**Task**
Copy every line of the data exactly, leaving nothing out.

**Information shown**

------------

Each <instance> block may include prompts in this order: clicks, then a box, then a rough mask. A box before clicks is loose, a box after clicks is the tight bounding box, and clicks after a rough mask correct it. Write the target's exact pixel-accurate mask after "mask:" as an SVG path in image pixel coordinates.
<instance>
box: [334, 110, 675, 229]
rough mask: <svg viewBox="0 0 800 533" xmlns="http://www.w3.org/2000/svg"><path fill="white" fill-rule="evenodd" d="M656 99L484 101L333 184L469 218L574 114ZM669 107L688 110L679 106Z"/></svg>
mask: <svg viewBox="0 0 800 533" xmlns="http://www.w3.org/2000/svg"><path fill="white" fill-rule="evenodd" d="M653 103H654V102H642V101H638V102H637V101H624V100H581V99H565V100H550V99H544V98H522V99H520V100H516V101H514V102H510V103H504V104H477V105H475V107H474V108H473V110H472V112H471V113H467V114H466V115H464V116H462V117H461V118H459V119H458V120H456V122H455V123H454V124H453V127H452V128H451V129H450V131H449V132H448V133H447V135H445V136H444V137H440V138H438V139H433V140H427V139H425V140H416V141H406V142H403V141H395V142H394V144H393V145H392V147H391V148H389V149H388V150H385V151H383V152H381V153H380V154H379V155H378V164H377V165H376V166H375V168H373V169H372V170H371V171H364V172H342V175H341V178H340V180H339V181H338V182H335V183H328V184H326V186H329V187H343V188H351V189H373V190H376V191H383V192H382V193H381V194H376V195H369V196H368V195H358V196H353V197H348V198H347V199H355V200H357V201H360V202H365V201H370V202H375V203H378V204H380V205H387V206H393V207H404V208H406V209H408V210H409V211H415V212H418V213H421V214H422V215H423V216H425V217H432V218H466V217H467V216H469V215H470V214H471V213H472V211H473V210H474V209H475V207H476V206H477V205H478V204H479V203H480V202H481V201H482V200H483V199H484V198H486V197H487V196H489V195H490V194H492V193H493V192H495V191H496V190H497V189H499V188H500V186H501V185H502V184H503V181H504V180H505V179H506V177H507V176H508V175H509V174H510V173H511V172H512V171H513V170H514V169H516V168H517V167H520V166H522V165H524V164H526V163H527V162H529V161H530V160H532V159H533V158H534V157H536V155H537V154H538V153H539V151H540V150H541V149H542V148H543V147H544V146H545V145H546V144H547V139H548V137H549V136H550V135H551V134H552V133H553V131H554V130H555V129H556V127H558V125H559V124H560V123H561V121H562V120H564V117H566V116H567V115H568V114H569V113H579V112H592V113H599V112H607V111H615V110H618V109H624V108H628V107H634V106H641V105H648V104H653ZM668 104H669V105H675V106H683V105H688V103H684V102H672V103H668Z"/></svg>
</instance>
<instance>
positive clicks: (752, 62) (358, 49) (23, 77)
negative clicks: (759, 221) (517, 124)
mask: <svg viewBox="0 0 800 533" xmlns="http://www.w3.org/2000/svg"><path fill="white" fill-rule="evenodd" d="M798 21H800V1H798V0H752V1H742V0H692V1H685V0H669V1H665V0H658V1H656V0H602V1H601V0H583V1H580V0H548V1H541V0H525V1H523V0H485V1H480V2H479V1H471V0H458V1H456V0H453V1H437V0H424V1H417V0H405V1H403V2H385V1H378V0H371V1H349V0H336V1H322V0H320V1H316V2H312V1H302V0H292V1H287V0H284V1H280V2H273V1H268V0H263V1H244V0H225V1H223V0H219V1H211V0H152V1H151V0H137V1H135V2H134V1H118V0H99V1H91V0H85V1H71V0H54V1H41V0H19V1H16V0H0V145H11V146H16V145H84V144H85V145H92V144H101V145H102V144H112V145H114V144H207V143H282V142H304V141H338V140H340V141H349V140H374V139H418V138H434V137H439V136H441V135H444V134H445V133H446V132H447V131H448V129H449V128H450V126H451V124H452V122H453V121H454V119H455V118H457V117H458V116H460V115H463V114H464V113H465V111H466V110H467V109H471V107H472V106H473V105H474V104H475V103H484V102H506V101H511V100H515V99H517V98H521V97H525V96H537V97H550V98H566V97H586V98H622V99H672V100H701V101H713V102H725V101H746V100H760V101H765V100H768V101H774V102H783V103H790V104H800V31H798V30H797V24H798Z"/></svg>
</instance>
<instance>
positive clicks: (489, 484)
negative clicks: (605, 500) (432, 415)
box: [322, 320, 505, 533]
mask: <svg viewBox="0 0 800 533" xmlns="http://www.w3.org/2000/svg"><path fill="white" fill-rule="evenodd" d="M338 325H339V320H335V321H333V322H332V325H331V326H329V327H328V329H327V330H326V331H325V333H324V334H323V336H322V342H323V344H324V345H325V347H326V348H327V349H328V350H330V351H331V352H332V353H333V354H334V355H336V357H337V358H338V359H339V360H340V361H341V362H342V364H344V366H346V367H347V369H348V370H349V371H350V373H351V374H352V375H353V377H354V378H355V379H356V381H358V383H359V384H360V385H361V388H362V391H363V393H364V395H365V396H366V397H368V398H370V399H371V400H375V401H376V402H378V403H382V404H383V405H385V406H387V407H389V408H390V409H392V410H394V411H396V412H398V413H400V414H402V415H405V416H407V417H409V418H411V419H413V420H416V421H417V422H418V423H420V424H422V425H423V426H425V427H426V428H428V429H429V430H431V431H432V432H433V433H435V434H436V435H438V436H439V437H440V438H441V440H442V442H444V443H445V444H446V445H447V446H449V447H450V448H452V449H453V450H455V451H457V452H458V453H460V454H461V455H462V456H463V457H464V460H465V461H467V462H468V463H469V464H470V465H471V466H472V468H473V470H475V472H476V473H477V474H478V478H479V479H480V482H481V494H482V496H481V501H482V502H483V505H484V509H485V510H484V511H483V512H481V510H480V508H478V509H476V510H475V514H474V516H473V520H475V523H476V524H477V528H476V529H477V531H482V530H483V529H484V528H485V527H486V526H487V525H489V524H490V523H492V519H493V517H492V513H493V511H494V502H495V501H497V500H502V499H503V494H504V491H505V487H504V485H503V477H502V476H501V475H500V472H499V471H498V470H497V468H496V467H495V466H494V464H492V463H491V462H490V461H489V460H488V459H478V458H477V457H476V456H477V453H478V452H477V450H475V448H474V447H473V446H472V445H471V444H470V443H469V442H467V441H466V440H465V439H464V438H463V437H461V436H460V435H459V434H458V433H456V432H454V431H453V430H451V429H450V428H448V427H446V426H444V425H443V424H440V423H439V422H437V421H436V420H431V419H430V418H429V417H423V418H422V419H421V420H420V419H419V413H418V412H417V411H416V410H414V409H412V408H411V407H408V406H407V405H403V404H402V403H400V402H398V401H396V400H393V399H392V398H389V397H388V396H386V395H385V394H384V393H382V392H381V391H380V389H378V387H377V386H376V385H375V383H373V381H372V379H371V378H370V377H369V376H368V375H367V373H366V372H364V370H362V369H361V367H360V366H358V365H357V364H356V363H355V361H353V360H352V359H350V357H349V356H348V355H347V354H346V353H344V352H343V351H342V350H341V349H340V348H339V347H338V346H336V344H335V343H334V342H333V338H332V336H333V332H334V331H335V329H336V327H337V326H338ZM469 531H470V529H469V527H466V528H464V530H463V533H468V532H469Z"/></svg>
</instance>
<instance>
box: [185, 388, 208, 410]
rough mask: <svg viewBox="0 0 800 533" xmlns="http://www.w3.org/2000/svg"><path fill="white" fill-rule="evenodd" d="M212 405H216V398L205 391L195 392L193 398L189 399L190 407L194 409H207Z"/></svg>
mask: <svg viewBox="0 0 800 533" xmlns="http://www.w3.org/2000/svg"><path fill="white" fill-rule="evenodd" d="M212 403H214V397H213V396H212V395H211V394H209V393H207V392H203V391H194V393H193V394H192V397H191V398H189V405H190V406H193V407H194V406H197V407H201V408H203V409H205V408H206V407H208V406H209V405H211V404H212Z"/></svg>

------------

**Answer space**
Each <instance> block may include prompts in this order: clicks, then a box, then a rough mask. A box before clicks is loose, a box after clicks is the tight bounding box, and clicks after a rough mask correct it. Write the target's exact pixel-accurate mask after "mask:" as an SVG path in image pixel coordinates.
<instance>
box: [334, 110, 675, 229]
rough mask: <svg viewBox="0 0 800 533" xmlns="http://www.w3.org/2000/svg"><path fill="white" fill-rule="evenodd" d="M656 99L484 101L333 184L469 218L574 114ZM669 107L688 110L679 106Z"/></svg>
mask: <svg viewBox="0 0 800 533" xmlns="http://www.w3.org/2000/svg"><path fill="white" fill-rule="evenodd" d="M653 103H654V102H642V101H638V102H637V101H624V100H581V99H565V100H550V99H544V98H522V99H520V100H516V101H514V102H510V103H504V104H477V105H475V107H474V108H473V110H472V112H471V113H467V114H466V115H464V116H462V117H461V118H459V119H458V120H456V122H455V123H454V124H453V127H452V128H451V129H450V131H449V132H448V133H447V135H445V136H444V137H440V138H438V139H433V140H427V139H425V140H416V141H406V142H403V141H395V142H394V144H393V145H392V147H391V148H389V149H388V150H385V151H383V152H381V153H380V154H379V155H378V164H377V165H376V166H375V168H373V169H372V170H371V171H364V172H342V175H341V178H340V180H339V181H338V182H335V183H328V184H326V186H329V187H343V188H351V189H373V190H376V191H383V192H382V193H381V194H376V195H369V196H368V195H358V196H353V197H348V198H347V199H355V200H357V201H360V202H365V201H370V202H375V203H378V204H380V205H387V206H393V207H404V208H406V209H408V210H409V211H415V212H418V213H421V214H422V215H423V216H425V217H432V218H466V217H467V216H469V215H470V214H471V213H472V211H473V210H474V209H475V207H476V206H477V205H478V204H479V203H480V202H481V201H482V200H483V199H484V198H486V197H487V196H489V195H490V194H492V193H493V192H495V191H496V190H497V189H499V188H500V186H501V185H502V184H503V181H504V180H505V179H506V177H507V176H508V175H509V174H510V173H511V172H512V171H513V170H514V169H516V168H517V167H520V166H522V165H524V164H526V163H527V162H529V161H530V160H532V159H533V158H534V157H536V155H537V154H538V153H539V151H540V150H541V149H542V148H543V147H544V146H545V145H546V144H547V139H548V137H549V136H550V135H551V134H552V133H553V131H554V130H555V129H556V127H558V125H559V124H560V123H561V121H562V120H564V117H566V116H567V115H568V114H569V113H579V112H592V113H599V112H607V111H615V110H618V109H624V108H628V107H634V106H641V105H648V104H653ZM668 104H669V105H675V106H683V105H688V103H684V102H672V103H668Z"/></svg>
</instance>
<instance>
positive clicks: (752, 62) (358, 49) (23, 77)
negative clicks: (759, 221) (517, 124)
mask: <svg viewBox="0 0 800 533" xmlns="http://www.w3.org/2000/svg"><path fill="white" fill-rule="evenodd" d="M798 21H800V1H798V0H752V1H742V0H692V1H685V0H669V1H665V0H658V1H656V0H602V1H601V0H583V1H580V0H548V1H541V0H525V1H523V0H485V1H480V2H479V1H471V0H458V1H456V0H453V1H437V0H424V1H417V0H405V1H403V2H385V1H378V0H371V1H349V0H336V1H322V0H320V1H316V2H312V1H302V0H292V1H287V0H284V1H280V2H273V1H268V0H263V1H244V0H225V1H223V0H219V1H211V0H152V1H151V0H137V1H135V2H134V1H118V0H99V1H91V0H85V1H71V0H54V1H41V0H19V1H16V0H0V145H11V146H16V145H84V144H85V145H92V144H101V145H102V144H112V145H114V144H207V143H282V142H304V141H338V140H340V141H349V140H374V139H418V138H434V137H439V136H441V135H444V134H445V133H446V132H447V131H448V129H449V128H450V126H451V124H452V122H453V121H454V119H455V118H457V117H458V116H460V115H463V114H464V113H465V111H466V110H467V109H471V107H472V106H473V105H474V104H475V103H484V102H506V101H511V100H515V99H517V98H521V97H525V96H537V97H550V98H566V97H586V98H622V99H672V100H701V101H713V102H725V101H746V100H760V101H765V100H768V101H774V102H783V103H790V104H800V31H798V30H797V24H798Z"/></svg>
</instance>
<instance>
positive clicks: (489, 484)
negative clicks: (605, 500) (432, 415)
box: [322, 320, 505, 533]
mask: <svg viewBox="0 0 800 533" xmlns="http://www.w3.org/2000/svg"><path fill="white" fill-rule="evenodd" d="M338 325H339V320H335V321H333V322H332V325H331V326H329V327H328V329H327V330H326V331H325V333H324V334H323V336H322V342H323V344H324V345H325V347H326V348H327V349H328V350H330V351H331V352H332V353H333V354H334V355H336V357H337V358H338V359H339V360H340V361H341V362H342V364H344V366H346V367H347V369H348V370H349V371H350V373H351V374H352V375H353V377H354V378H355V379H356V381H358V383H359V384H360V385H361V388H362V391H363V393H364V395H365V396H366V397H368V398H370V399H371V400H375V401H376V402H378V403H382V404H383V405H385V406H387V407H389V408H390V409H392V410H394V411H396V412H398V413H400V414H402V415H405V416H407V417H409V418H411V419H413V420H416V421H417V422H418V423H420V424H422V425H423V426H425V427H426V428H428V429H429V430H431V431H432V432H433V433H435V434H436V435H438V436H439V437H440V438H441V440H442V442H444V443H445V444H446V445H447V446H449V447H450V448H452V449H453V450H455V451H457V452H458V453H460V454H461V455H462V456H463V457H464V460H465V461H467V462H468V463H469V464H470V465H471V466H472V468H473V470H475V472H476V473H477V474H478V478H479V479H480V482H481V494H482V496H481V501H482V502H483V505H484V509H485V510H484V511H483V512H481V510H480V508H478V509H476V510H475V514H474V516H473V520H475V523H476V524H477V528H476V529H477V531H482V530H483V529H484V528H485V527H486V526H487V525H489V524H490V523H492V519H493V517H492V513H493V511H494V502H495V501H497V500H502V499H503V494H504V491H505V487H504V485H503V477H502V476H501V475H500V472H499V471H498V470H497V468H496V467H495V466H494V464H492V463H491V462H490V461H489V460H488V459H478V458H477V457H476V456H477V453H478V452H477V450H475V448H474V447H473V446H472V445H471V444H470V443H469V442H467V441H466V440H465V439H464V438H463V437H461V436H460V435H459V434H458V433H456V432H454V431H453V430H451V429H450V428H448V427H446V426H444V425H443V424H440V423H439V422H437V421H436V420H431V419H430V418H429V417H423V418H422V419H421V420H420V419H419V413H418V412H417V411H416V410H414V409H412V408H411V407H408V406H407V405H403V404H402V403H400V402H398V401H396V400H393V399H392V398H389V397H388V396H386V395H385V394H384V393H382V392H381V391H380V389H378V387H377V386H376V385H375V383H373V381H372V379H371V378H370V377H369V376H368V375H367V373H366V372H364V370H362V369H361V367H360V366H358V365H357V364H356V363H355V361H353V360H352V359H350V357H349V356H348V355H347V354H346V353H344V352H343V351H342V350H341V349H340V348H339V347H338V346H336V344H335V343H334V342H333V338H332V336H333V332H334V331H335V329H336V327H337V326H338ZM469 531H470V529H469V527H466V528H464V530H463V533H468V532H469Z"/></svg>
</instance>
<instance>
box: [185, 388, 208, 410]
rough mask: <svg viewBox="0 0 800 533" xmlns="http://www.w3.org/2000/svg"><path fill="white" fill-rule="evenodd" d="M212 405H216V398L205 391L195 392L193 398L189 399L190 407L194 409H207Z"/></svg>
mask: <svg viewBox="0 0 800 533" xmlns="http://www.w3.org/2000/svg"><path fill="white" fill-rule="evenodd" d="M212 403H214V397H213V396H212V395H211V394H209V393H207V392H203V391H194V393H193V394H192V397H191V398H189V405H190V406H193V407H194V406H197V407H201V408H203V409H205V408H206V407H208V406H209V405H211V404H212Z"/></svg>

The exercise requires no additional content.